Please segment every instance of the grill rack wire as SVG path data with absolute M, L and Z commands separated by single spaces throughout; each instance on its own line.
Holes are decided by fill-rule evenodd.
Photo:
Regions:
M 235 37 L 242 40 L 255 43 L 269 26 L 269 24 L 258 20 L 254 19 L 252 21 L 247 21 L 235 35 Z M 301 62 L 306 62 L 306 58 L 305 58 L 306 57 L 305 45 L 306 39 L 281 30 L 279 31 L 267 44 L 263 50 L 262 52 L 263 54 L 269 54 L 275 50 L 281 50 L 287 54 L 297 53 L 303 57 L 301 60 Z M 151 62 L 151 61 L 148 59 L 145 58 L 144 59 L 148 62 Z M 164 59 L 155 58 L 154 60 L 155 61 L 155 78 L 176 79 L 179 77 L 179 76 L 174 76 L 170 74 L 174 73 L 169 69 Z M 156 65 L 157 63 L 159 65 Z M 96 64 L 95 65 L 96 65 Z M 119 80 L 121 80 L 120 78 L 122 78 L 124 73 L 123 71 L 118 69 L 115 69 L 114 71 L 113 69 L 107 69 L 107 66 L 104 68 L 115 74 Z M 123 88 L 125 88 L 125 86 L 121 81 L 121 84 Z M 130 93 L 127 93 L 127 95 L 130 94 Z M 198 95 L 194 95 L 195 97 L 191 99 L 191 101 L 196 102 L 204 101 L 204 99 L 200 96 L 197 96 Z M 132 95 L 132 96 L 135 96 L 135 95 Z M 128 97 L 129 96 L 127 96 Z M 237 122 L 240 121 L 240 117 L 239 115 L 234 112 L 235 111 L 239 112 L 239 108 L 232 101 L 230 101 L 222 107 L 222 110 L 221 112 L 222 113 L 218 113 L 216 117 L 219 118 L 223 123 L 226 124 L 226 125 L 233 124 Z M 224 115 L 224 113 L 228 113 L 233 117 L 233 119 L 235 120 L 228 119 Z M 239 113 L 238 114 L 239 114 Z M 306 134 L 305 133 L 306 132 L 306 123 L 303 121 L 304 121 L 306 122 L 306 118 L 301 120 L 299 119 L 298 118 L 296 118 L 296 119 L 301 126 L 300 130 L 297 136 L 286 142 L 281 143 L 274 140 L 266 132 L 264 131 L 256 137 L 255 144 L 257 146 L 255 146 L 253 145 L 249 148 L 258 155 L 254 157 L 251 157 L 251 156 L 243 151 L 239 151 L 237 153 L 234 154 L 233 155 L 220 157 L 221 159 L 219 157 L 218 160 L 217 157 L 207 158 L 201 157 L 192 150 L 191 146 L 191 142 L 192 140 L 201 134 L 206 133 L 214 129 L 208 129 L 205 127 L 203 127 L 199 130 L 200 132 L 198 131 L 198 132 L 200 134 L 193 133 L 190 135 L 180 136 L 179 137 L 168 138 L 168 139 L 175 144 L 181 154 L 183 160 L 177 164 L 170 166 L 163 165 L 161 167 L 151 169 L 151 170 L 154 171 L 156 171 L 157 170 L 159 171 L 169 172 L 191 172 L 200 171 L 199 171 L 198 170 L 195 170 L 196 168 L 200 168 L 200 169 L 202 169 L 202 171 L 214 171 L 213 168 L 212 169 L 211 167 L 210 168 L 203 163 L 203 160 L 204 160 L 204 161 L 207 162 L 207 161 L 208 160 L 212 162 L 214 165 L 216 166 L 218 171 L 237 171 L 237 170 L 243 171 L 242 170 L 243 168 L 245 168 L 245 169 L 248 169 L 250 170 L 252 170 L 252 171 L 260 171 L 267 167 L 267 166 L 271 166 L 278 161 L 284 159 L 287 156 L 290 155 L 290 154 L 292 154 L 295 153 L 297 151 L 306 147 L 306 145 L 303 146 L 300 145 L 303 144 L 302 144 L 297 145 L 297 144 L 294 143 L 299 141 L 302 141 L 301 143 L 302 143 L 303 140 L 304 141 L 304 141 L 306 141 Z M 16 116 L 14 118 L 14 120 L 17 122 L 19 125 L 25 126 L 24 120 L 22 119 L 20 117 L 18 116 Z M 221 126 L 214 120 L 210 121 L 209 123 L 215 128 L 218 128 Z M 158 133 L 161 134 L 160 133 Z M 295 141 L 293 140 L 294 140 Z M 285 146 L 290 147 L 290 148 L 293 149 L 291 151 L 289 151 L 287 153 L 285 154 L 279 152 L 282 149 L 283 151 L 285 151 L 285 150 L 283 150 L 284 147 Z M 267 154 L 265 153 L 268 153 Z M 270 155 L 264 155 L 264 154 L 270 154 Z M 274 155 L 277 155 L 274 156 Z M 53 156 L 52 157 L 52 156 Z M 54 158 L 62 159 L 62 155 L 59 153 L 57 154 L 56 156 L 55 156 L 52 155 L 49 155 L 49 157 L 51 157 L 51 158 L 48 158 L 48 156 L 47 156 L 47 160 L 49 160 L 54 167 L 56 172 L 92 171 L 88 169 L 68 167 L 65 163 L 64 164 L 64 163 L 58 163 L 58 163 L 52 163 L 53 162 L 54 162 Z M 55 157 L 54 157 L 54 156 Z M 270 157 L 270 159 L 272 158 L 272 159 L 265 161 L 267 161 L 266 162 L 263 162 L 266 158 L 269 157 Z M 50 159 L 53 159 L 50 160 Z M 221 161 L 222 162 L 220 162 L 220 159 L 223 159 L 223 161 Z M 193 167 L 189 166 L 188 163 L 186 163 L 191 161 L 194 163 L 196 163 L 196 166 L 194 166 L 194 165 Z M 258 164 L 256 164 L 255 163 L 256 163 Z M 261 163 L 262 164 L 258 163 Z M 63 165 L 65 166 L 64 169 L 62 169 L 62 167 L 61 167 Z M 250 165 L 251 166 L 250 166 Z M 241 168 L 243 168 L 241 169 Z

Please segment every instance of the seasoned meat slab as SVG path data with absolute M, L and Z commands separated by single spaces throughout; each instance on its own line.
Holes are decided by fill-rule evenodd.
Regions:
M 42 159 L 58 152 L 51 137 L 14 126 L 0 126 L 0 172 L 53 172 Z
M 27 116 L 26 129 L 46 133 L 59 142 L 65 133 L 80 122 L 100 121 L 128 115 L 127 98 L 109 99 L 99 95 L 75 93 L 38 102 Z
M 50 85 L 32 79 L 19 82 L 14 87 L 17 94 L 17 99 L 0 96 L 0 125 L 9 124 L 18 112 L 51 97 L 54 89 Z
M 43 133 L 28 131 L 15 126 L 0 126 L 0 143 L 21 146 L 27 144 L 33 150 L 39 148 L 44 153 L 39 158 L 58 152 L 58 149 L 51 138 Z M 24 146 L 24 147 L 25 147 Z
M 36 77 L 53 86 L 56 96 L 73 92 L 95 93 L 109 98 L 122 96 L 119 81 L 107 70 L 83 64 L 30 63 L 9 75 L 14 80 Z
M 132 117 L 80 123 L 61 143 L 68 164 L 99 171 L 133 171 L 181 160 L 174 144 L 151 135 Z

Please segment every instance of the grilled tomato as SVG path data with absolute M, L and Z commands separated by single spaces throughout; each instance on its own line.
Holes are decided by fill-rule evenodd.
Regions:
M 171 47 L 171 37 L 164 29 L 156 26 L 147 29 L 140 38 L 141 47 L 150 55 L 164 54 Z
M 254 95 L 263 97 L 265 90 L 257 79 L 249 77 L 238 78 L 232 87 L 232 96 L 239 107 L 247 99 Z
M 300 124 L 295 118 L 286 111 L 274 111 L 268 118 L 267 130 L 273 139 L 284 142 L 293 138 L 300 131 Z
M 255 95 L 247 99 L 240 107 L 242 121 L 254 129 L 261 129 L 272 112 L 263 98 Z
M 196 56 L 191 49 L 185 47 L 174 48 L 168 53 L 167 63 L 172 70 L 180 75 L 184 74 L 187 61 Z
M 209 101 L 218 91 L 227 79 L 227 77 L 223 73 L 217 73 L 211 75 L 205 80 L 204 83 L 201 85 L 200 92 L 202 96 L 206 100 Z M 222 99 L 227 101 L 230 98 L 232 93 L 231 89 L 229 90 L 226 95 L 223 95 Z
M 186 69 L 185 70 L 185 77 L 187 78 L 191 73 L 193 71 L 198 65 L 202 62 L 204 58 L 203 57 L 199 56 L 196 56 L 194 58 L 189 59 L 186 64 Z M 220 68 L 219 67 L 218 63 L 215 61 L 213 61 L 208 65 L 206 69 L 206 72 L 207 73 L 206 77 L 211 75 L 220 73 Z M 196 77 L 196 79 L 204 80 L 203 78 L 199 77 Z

PROBLEM REQUIREMENTS
Return, character for character, everything in the listing from the line containing "Please segment every instance of the grilled" down to the line containing "M 196 56 L 191", including both of those lines.

EXPECTED ANSWER
Please segment every instance of the grilled tomato as SVG path data with absolute M, L and Z commands separated by single spaces throughout; each instance on its own line.
Holes are decided by fill-rule evenodd.
Regions:
M 171 47 L 171 37 L 164 29 L 156 26 L 147 29 L 140 38 L 141 47 L 150 55 L 164 54 Z
M 254 95 L 263 97 L 265 90 L 257 79 L 249 77 L 238 78 L 232 87 L 232 96 L 239 107 L 247 99 Z
M 300 124 L 295 118 L 286 111 L 274 111 L 268 118 L 267 130 L 273 139 L 284 142 L 293 138 L 300 131 Z
M 255 95 L 247 99 L 240 107 L 242 121 L 254 129 L 261 129 L 272 112 L 263 98 Z
M 196 56 L 191 49 L 185 47 L 174 48 L 168 53 L 167 63 L 172 70 L 180 75 L 184 74 L 187 61 Z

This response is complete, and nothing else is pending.